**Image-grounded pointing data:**
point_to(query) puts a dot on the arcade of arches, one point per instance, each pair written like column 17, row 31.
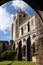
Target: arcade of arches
column 38, row 41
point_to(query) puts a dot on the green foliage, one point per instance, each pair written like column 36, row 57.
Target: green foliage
column 17, row 63
column 8, row 55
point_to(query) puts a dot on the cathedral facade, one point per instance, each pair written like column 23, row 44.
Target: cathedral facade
column 25, row 28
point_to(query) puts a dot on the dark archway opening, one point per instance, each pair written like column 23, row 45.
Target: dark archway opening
column 28, row 49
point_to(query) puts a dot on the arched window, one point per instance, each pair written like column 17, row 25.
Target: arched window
column 28, row 27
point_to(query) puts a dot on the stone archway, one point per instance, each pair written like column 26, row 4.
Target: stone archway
column 20, row 51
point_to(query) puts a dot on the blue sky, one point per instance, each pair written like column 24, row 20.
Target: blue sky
column 7, row 11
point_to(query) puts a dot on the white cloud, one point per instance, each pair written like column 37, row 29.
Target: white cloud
column 5, row 19
column 20, row 4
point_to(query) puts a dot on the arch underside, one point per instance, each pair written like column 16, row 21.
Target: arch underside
column 35, row 4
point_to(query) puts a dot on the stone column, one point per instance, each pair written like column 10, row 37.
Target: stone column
column 39, row 42
column 28, row 50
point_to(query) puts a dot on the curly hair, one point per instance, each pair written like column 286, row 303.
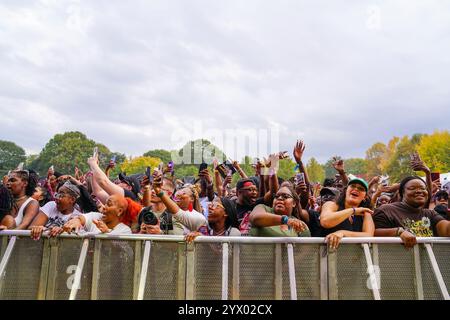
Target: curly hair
column 31, row 177
column 6, row 201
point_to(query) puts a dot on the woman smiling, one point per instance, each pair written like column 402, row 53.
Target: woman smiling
column 349, row 216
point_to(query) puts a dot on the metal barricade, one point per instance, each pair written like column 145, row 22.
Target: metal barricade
column 165, row 267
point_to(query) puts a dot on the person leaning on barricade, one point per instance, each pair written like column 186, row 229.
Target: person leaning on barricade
column 280, row 220
column 21, row 185
column 349, row 216
column 222, row 221
column 56, row 213
column 155, row 218
column 109, row 221
column 409, row 218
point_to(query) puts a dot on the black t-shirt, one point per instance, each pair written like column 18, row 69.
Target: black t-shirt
column 421, row 222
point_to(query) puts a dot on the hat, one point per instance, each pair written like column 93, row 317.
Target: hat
column 359, row 181
column 132, row 182
column 243, row 183
column 329, row 190
column 73, row 188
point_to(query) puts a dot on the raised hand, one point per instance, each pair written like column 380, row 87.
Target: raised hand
column 298, row 150
column 338, row 164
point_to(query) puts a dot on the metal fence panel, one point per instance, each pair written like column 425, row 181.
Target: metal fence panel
column 21, row 278
column 442, row 253
column 257, row 272
column 116, row 273
column 397, row 269
column 352, row 273
column 430, row 286
column 162, row 274
column 208, row 271
column 307, row 272
column 68, row 254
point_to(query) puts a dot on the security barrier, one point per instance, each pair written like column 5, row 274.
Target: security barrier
column 165, row 267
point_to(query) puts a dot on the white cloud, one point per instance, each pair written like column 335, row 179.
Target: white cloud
column 342, row 76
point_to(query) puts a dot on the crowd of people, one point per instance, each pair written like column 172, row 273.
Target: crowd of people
column 262, row 205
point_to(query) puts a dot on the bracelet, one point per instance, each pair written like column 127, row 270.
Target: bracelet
column 400, row 230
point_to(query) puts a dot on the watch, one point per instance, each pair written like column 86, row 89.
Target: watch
column 400, row 230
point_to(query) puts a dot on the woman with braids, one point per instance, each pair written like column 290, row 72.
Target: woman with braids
column 21, row 184
column 6, row 203
column 349, row 216
column 280, row 220
column 186, row 208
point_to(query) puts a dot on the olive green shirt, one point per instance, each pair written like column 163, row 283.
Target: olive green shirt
column 275, row 231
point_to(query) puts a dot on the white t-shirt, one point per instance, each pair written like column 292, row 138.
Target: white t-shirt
column 89, row 226
column 192, row 220
column 56, row 218
column 204, row 202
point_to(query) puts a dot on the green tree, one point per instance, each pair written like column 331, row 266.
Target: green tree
column 375, row 156
column 139, row 164
column 196, row 152
column 398, row 165
column 164, row 155
column 434, row 149
column 10, row 156
column 356, row 166
column 66, row 150
column 316, row 172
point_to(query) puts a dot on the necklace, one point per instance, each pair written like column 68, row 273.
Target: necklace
column 20, row 199
column 218, row 234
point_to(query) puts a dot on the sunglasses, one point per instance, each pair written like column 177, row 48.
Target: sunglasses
column 283, row 196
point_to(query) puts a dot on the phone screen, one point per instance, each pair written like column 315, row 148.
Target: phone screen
column 435, row 176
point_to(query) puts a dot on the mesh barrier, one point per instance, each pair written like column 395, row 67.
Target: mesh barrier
column 257, row 272
column 22, row 274
column 352, row 273
column 430, row 287
column 116, row 276
column 118, row 270
column 162, row 273
column 442, row 253
column 68, row 254
column 208, row 271
column 307, row 272
column 397, row 269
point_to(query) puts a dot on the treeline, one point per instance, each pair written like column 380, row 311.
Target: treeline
column 70, row 149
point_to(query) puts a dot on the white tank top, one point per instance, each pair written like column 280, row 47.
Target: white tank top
column 19, row 216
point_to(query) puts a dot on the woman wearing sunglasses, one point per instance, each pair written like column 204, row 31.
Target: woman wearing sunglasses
column 349, row 216
column 21, row 185
column 222, row 221
column 282, row 220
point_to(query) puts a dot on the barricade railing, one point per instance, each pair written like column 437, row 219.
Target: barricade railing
column 89, row 266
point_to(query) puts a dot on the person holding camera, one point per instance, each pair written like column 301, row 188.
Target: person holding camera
column 109, row 221
column 186, row 208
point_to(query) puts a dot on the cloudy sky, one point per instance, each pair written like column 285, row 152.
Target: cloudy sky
column 139, row 75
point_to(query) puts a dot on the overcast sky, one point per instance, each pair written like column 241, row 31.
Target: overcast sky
column 341, row 75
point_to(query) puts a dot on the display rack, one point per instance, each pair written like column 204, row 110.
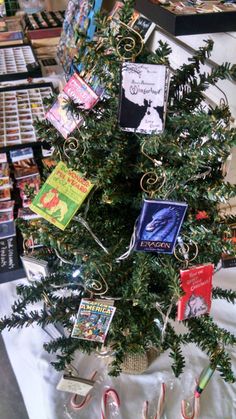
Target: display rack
column 19, row 108
column 186, row 18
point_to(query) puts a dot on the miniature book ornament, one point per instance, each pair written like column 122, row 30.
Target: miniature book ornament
column 159, row 225
column 143, row 97
column 196, row 282
column 93, row 320
column 61, row 195
column 63, row 119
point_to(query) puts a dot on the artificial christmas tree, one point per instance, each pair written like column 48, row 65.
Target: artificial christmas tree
column 94, row 257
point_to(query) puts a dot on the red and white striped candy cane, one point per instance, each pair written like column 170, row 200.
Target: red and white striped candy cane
column 109, row 393
column 196, row 409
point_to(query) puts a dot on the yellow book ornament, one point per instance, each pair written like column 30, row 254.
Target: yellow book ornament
column 61, row 196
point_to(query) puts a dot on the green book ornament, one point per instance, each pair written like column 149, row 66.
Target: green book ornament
column 61, row 195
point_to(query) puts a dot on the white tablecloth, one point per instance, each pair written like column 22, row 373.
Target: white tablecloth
column 37, row 378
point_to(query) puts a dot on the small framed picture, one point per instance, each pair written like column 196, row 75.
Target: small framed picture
column 35, row 269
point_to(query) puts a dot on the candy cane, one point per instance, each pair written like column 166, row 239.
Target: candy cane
column 109, row 393
column 160, row 405
column 196, row 409
column 84, row 401
column 145, row 410
column 161, row 402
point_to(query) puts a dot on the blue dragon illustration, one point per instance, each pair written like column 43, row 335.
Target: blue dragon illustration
column 163, row 225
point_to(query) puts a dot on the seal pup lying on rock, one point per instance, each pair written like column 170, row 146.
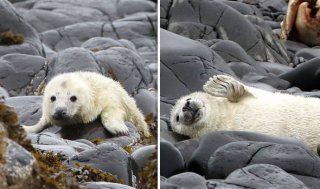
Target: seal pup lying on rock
column 81, row 97
column 227, row 104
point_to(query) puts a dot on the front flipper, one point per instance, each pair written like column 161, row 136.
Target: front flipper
column 42, row 124
column 225, row 86
column 290, row 19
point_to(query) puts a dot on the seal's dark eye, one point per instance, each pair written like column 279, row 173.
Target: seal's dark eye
column 73, row 98
column 53, row 98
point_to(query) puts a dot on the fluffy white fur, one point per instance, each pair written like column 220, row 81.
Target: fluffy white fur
column 228, row 104
column 96, row 95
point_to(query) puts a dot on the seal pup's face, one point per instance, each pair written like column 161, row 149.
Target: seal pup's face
column 63, row 98
column 187, row 114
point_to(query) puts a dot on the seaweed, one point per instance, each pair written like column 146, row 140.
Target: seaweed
column 97, row 140
column 148, row 175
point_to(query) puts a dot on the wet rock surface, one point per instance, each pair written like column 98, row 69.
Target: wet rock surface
column 200, row 39
column 41, row 39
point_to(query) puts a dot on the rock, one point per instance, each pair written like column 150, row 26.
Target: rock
column 187, row 147
column 263, row 176
column 211, row 142
column 171, row 159
column 275, row 68
column 104, row 185
column 18, row 166
column 95, row 130
column 310, row 182
column 290, row 158
column 271, row 80
column 96, row 44
column 187, row 180
column 107, row 157
column 147, row 101
column 126, row 66
column 22, row 74
column 76, row 34
column 185, row 66
column 244, row 8
column 3, row 93
column 141, row 156
column 45, row 15
column 308, row 53
column 13, row 22
column 73, row 59
column 216, row 16
column 27, row 107
column 297, row 77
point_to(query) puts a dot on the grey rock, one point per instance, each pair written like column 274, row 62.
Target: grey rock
column 308, row 53
column 76, row 34
column 96, row 44
column 126, row 66
column 291, row 158
column 211, row 142
column 294, row 46
column 171, row 159
column 187, row 147
column 141, row 156
column 186, row 65
column 104, row 185
column 28, row 108
column 18, row 165
column 106, row 157
column 261, row 176
column 147, row 101
column 45, row 15
column 310, row 182
column 244, row 8
column 3, row 93
column 275, row 68
column 73, row 59
column 270, row 80
column 12, row 21
column 22, row 74
column 259, row 43
column 187, row 180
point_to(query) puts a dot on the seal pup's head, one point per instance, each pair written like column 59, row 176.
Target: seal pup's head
column 64, row 97
column 188, row 115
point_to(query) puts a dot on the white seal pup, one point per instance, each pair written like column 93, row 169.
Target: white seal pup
column 227, row 104
column 81, row 97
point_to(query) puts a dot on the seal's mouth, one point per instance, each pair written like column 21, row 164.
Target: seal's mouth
column 60, row 115
column 191, row 113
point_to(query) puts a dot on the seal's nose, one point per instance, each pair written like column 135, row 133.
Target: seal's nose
column 60, row 113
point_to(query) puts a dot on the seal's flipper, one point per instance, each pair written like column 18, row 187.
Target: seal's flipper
column 290, row 19
column 225, row 86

**WHAT YOU ARE ASKED TO DO:** Give back exactly the lines above starting at the line where "Target: display rack" appears and ending at the line where "point_to(query) puts a dot on the small" appears, both included, with no other lines.

**REPLY TO THE TASK:**
Target: display rack
column 19, row 108
column 186, row 18
point_to(query) puts a dot on the miniature book ornament, one point per instance, each pair written like column 122, row 30.
Target: miniature book ornament
column 159, row 225
column 143, row 97
column 196, row 282
column 93, row 320
column 61, row 195
column 63, row 119
point_to(query) puts a dot on the artificial christmas tree, one point per instance, each pair written like column 48, row 65.
Target: artificial christmas tree
column 94, row 257
point_to(query) puts a dot on the red and white striped candy cane, one point per instance, each pair written like column 170, row 200.
Target: red and white striped candy cane
column 109, row 393
column 196, row 409
point_to(query) puts a dot on the yellow book ornament, one point per instance, each pair written like column 30, row 254.
Target: yellow book ornament
column 61, row 196
point_to(query) puts a dot on the green book ornament, one point per instance, each pair written like column 149, row 66.
Target: green book ornament
column 61, row 195
point_to(query) puts a dot on the white tablecloth, one point per instance, each pair written like column 22, row 373.
Target: white tablecloth
column 37, row 378
point_to(query) puts a dot on the small framed picture, one point per instance, each pair written like column 196, row 75.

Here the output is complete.